- **Your instructions**
Please rewrite the listing below, putting "partly hidden" in place of "partially hidden" throughout and changing nothing else.

[Recorded data]
╭──
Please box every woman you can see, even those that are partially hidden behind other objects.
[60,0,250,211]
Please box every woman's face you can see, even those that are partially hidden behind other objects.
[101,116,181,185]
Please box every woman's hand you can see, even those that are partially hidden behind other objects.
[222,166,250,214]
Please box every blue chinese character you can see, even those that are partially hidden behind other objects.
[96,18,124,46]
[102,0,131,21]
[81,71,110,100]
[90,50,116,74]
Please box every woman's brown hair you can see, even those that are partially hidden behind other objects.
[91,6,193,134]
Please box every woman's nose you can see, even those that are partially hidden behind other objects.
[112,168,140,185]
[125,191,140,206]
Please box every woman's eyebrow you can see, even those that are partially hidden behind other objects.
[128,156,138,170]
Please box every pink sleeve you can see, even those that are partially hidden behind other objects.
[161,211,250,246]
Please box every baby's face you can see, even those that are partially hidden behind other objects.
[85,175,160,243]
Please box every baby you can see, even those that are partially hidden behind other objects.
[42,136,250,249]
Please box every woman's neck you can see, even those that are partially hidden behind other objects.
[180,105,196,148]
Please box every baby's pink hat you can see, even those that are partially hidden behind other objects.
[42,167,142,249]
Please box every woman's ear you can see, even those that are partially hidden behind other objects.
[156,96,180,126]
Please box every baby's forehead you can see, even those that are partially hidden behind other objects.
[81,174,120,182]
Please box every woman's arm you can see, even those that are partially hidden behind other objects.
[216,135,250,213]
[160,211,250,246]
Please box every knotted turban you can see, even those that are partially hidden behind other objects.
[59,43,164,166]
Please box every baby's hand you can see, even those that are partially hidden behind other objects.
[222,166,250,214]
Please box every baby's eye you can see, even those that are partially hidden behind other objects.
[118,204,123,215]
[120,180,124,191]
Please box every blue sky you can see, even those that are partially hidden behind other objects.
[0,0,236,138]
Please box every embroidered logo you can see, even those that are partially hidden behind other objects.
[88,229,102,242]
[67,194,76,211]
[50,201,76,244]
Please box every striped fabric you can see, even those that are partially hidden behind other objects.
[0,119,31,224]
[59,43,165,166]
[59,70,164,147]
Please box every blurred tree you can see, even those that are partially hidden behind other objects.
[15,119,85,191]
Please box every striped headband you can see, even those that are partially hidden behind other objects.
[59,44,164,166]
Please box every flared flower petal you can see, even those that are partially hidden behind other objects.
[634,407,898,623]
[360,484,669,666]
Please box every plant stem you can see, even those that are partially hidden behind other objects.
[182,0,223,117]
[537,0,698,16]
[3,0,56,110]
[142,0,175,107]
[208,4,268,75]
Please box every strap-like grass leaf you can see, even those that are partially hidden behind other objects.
╰──
- **Solved problem**
Please box every woman you can see, even those that are partly hidden behind other objects.
[60,0,250,211]
Please box every woman's face you can see, even those that are partly hidden behind other objects.
[101,116,181,185]
Please box every woman's hand you can see, even those that are partly hidden behind other objects.
[222,166,250,214]
Please box every blue chinese character you can see, even those that are partly hidden behind other objects.
[96,18,124,46]
[102,0,131,21]
[81,71,110,100]
[90,50,116,74]
Please box every woman's brown hair you can see, even those that are partly hidden behind other objects.
[91,6,193,134]
Please box every woman's nose you can see, even those that are partly hidden behind other objects.
[112,168,140,185]
[125,191,140,206]
Please box every woman's eyebrow you can see, even those that are partly hidden behind other objects.
[128,156,138,170]
Please box every pink sleeve you can see, even those that are partly hidden behind other objects.
[161,211,250,246]
Please box every baby's face you can see, even those that are partly hidden behind other objects.
[85,175,160,243]
Please box every baby you can see, even those that are partly hidden behind other objects.
[42,136,250,249]
Please box every woman's neck you can see, even those that are partly hidden behind other objects.
[180,105,196,148]
Please box every baby's pink hat you can see, even those that are partly hidden behind other objects.
[42,167,142,249]
Please box every woman's ear you can see, even those that are partly hidden behind other objects.
[156,96,180,126]
Please box every baby's forehead you can see, even those that are partly hidden behind other objects.
[81,174,120,182]
Please box every woman's arm you can see, even those that are partly hidden behind other objects.
[216,135,250,213]
[160,211,250,246]
Please box every knotted turban you can see, even those that are partly hidden behind other objects.
[59,43,164,166]
Please box every baby's hand you can see, even those that are partly hidden behind other objects.
[222,166,250,214]
Please box every baby's eye you can see, even those that are partly hidden behind other objects.
[118,204,123,215]
[120,180,124,191]
Please box every blue sky you can see, even those that are partly hidden behind other objects.
[0,0,236,138]
Please box every embroidered logo you can see, even those that are partly hidden behind other objects.
[88,229,102,242]
[67,194,76,211]
[50,201,76,244]
Please box every striped fabric you can see, even those that are partly hidden behind other objects.
[0,119,31,224]
[59,43,165,166]
[59,70,164,147]
Please box every blurred tree you can see, even those that are partly hidden behind other objects.
[15,119,85,191]
Please box every striped headband you can see, even those that are partly hidden behind other objects.
[59,44,164,166]
Please box every flared flower petal you can see, even those that are partly hidden behind other objects.
[634,407,898,623]
[360,484,669,666]
Please box every plant stem you can see, even those that are partly hidden behind other objects.
[182,0,223,117]
[537,0,698,16]
[3,0,56,110]
[142,0,175,107]
[208,4,268,75]
Please box every strap-like grass leaf you can see, even those that are partly hidden behind other objects.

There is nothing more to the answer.